**Kurze Aufgabe**
Schreibe den Textauszug über den Forschungsbericht zu Armut und Kinderschutz im Anschluss an seinen letzten Satz weiter.

**Vorliegender Textauszug**
******
Die in diesem Forschungsbericht formulierten Ansätze für Veränderungen sind ehrgeizig, denn sie erfordern einen Wandel in der Sichtweise auf Armut und auf Menschen, die von Armut betroffen sind. Wenn junge Eltern Folgendes sagen, wird nicht nur eine Änderung der Bezeichnung gewünscht, sondern eine tiefgreifende Veränderung, ein Mentalitätswandel:
„Wenn wir mit dem Kinderschutz zu tun haben, was sagt das über uns Eltern aus? Dass wir nicht fähig sind? Dass man die Kinder vor ihren Eltern schützen muss? Natürlich muss man die Kinder schützen, aber man kann sie viel besser und kostengünstiger schützen, wenn man die Familien unterstützt und mit ihnen zusammenarbeitet, damit sie ihre eigenen Kinder unter guten Bedingungen betreuen können. Was wir brauchen, ist ein Perspektivenwechsel: wir brauchen die Umbenennung dieses Amtes in Amt für Familienunterstützung.“
Diese Entwicklung ist im Gange, wie die Anerkennung der Qualität dieses Forschungsberichts auf nationaler Ebene beweist – und sogar auf internationaler Ebene, da ATD Vierte Welt Schweiz eingeladen ist, die Ergebnisse am 17. Oktober am Sitz der Vereinten Nationen in New York zu präsentieren!
******
**Vorliegendes Material**
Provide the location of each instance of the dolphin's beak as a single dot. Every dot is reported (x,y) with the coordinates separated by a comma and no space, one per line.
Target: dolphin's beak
******
**Die Antwort**
Damit diese Entwicklung an Kraft gewinnt, müssen die Institutionen, die sie tragen, weiterhin unterstützt werden:
- um Veränderungen auf gesetzlicher Ebene herbeizuführen;
- um die Ausbildung von Personen, die im sozialen Bereich arbeiten, weiterzuentwickeln und dabei das Erfahrungswissen der Hauptbetroffenen einzubeziehen: derjenigen, die die verschiedenen Unterstützungsdienste in Anspruch nehmen müssen;
- um in den Medien Menschen mit Armutserfahrungen nicht als Menschen darzustellen, die auf Kosten der Gesellschaft leben, sondern als Menschen, die tagtäglich, oft seit Jahren oder sogar Generationen, gegen Lebensumstände kämpfen, auf die sie nur wenig Einfluss haben.
Diese Unterstützung der Institutionen ist sozialer, politischer, rechtlicher Art und betrifft auch die Medien. Sie ist aber auch finanzieller Art. Die für die nächsten Jahre angekündigten Budgetkürzungen im Sozialbereich würden diese Entwicklung sehr verlangsamen. Dabei hat das Land sowohl sozial als auch finanziell viel zu gewinnen, wenn es sich wirksam in diesem Kampf engagiert – an der Seite der Menschen, die von Armut betroffen sind.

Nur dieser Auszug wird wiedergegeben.